#### Fragmento ####

El apóstol san Juan escribe en su primera carta: ¡Dios es luz, en él no hay tiniebla alguna! (1 Jn 1, 5); y, más adelante, añade: “Dios es amor”. Estas dos afirmaciones, juntas, nos ayudan a comprender mejor: la luz que apareció en Navidad y hoy se manifiesta a las naciones es el amor de Dios, revelado en la Persona del Verbo encarnado. Atraídos por esta luz, llegan los Magos de Oriente.

El Señor Jesús es, al mismo tiempo e inseparablemente, “luz para alumbrar a las naciones, y gloria de su pueblo, Israel” (Lc 2, 32), como, inspirado por Dios, exclamará el anciano Simeón, tomando al Niño en los brazos, cuando sus padres lo presentarán en el templo.

Los Magos adoraron a un simple Niño en brazos de su Madre María, porque en él reconocieron el manantial de la doble luz que los había guiado: la luz de la estrella y la luz de las Escrituras. Reconocieron en él al Rey de los judíos, gloria de Israel, pero también al Rey de todas las naciones.

####

Enunciado -> Prosigue el fragmento sobre la luz de Dios y la adoración de los Magos a partir de su última oración. Los registros no son necesarios para este ejercicio.

#### Datos aportados ####

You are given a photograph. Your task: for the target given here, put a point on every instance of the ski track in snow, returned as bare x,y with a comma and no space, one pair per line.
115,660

####
#### Datos aportados ####

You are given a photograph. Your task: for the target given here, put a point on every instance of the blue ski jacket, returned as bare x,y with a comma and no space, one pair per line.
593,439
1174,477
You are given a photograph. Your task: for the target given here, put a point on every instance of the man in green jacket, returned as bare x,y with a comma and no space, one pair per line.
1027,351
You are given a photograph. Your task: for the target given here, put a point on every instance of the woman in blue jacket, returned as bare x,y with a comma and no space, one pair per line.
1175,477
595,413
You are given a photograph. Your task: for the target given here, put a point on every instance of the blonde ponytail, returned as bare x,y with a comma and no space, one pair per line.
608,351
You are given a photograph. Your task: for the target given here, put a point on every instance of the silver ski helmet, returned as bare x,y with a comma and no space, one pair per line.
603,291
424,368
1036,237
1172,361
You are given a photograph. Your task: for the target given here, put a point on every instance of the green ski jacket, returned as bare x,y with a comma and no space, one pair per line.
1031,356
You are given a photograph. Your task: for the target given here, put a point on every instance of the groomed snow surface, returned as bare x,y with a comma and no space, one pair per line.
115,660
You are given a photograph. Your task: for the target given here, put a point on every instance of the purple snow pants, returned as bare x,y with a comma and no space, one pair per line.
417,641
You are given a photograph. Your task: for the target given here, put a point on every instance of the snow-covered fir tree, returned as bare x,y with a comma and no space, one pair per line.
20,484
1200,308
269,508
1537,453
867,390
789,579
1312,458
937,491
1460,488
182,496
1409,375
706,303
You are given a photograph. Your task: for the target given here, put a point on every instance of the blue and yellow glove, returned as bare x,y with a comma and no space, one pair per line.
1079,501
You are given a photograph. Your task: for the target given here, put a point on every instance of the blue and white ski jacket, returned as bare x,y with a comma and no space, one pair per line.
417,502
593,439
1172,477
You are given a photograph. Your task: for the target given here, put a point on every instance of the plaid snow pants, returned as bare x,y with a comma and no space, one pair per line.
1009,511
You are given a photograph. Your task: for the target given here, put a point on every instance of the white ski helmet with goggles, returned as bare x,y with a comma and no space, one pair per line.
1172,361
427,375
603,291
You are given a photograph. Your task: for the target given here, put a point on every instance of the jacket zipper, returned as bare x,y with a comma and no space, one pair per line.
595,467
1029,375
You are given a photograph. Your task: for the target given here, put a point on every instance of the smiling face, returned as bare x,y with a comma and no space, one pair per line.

####

Resultado del ejercicio ->
El Padre de la Luz, que ha hecho resplandecer en Cristo su rostro de misericordia, nos colme con su felicidad y nos haga mensajeros de su bondad.



30 de diciembre

La Sagrada Familia (Lc 2,41-52)

(Cfr. Benedicto XVI, 31 de diciembre de 2006)

Jesús debía “ocuparse de las cosas de su Padre”. En este último domingo del año celebramos la fiesta de la Sagrada Familia de Nazaret. En el Evangelio no encontramos discursos sobre la familia, sino un acontecimiento que vale más que cualquier palabra: Dios quiso nacer y crecer en una familia humana. De este modo, la consagró como camino primero y ordinario de su encuentro con la humanidad.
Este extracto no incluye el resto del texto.